### QUESTÃO PROPOSTA
No trecho sobre a sonegação fiscal, qual é o bem jurídico tutelado pela norma do art. 1.º da Lei 8.137/90?

### TRECHO PARA LEITURA
2. Materialidade da sonegação fiscal
É sabido que o crime previsto no art. 1.º, da Lei 8.137/90 é material, isto é, consuma-se mediante a produção do resultado, qual seja, a efetiva supressão ou redução de tributo, contribuição social e qualquer acessório. Certo, ainda, que o objeto jurídico do tipo, é dizer, o bem jurídico tutelado pela norma, é a arrecadação tributária, como ensina Guilherme de Souza Nucci.[6]
Diante disso, parece irrespondível que uma vez desaparecendo a relação material tributária através da extinção do próprio crédito tributário – bem jurídico tutelado pela norma penal – não há falar em ofensa à arrecadação tributária estatal, sabido que ela, a arrecadação, constitui a seu turno o específico “objeto jurídico” do tipo descrito no art. 1.º, II, da Lei 8.137/90.[7]
Em outras palavras, não havendo mais crédito tributário soa no mínimo ilógico supor a subsistência de crime tributário, por “sonegação”, em relação a algo que já não existe no cenário jurídico, não sendo nem mesmo reconhecido à luz do Direito Tributário. O que se dirá, então, do Direito Penal?

(Entradas de um conjunto de anotações por pontos)

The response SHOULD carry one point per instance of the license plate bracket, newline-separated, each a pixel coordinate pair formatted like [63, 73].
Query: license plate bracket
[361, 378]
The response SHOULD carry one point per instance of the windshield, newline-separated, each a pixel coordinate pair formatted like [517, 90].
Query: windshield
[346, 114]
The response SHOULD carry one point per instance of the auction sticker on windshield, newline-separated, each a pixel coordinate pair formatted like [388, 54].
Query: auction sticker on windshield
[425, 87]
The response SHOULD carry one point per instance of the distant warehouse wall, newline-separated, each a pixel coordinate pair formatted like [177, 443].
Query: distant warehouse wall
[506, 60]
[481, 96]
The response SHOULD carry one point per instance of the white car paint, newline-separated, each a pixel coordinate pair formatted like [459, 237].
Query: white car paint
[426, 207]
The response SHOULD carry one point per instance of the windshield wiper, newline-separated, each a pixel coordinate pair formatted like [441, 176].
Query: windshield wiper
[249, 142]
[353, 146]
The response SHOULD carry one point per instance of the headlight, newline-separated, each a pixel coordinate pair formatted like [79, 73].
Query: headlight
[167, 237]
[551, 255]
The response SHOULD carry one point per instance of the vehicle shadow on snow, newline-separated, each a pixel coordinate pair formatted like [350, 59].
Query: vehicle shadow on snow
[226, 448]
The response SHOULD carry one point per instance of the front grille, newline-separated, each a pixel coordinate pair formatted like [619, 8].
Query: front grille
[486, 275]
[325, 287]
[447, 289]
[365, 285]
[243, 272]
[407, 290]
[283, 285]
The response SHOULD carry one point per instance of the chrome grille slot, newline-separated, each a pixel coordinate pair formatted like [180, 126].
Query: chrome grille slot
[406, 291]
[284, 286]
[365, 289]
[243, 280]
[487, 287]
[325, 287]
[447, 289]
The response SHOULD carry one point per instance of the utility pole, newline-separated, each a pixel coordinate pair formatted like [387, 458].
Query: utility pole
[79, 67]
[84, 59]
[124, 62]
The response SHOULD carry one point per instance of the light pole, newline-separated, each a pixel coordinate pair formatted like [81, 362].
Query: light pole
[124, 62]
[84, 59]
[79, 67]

### RESPOSTA CORRETA
O bem jurídico tutelado é a arrecadação tributária.